Saved data entries:
*** Begin section ***

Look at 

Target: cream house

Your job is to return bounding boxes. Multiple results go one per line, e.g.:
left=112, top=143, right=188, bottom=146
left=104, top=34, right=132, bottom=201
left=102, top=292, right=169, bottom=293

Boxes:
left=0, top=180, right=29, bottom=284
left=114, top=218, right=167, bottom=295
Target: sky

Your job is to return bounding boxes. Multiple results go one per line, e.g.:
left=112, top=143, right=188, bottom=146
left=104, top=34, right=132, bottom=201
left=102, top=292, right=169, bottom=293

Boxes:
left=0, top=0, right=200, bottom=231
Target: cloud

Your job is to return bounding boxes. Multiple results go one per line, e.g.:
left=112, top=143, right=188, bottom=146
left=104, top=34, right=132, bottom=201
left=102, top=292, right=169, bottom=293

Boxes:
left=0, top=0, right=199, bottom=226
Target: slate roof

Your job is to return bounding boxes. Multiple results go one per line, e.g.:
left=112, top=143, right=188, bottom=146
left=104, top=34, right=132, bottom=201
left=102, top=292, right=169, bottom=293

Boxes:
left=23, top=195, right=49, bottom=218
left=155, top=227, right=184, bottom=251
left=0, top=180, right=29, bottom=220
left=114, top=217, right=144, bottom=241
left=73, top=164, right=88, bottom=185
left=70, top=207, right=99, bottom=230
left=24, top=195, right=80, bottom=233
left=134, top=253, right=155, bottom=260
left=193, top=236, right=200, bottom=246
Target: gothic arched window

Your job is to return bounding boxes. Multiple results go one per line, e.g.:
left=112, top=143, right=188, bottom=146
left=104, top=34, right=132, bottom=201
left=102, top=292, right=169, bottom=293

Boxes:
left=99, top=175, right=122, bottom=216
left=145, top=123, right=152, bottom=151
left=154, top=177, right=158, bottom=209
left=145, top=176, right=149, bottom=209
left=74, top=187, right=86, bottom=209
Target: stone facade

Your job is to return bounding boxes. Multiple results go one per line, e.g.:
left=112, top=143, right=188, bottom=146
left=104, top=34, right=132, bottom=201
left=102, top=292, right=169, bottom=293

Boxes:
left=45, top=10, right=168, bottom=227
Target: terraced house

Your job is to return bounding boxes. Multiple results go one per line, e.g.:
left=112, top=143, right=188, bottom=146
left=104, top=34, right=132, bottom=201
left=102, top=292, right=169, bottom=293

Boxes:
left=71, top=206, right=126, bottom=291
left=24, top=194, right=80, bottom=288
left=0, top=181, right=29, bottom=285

*** End section ***

- [Instructions to follow]
Looking at the entries above, say how many lines hold the word "Target". Offer no other text.

- [Output of the exercise]
7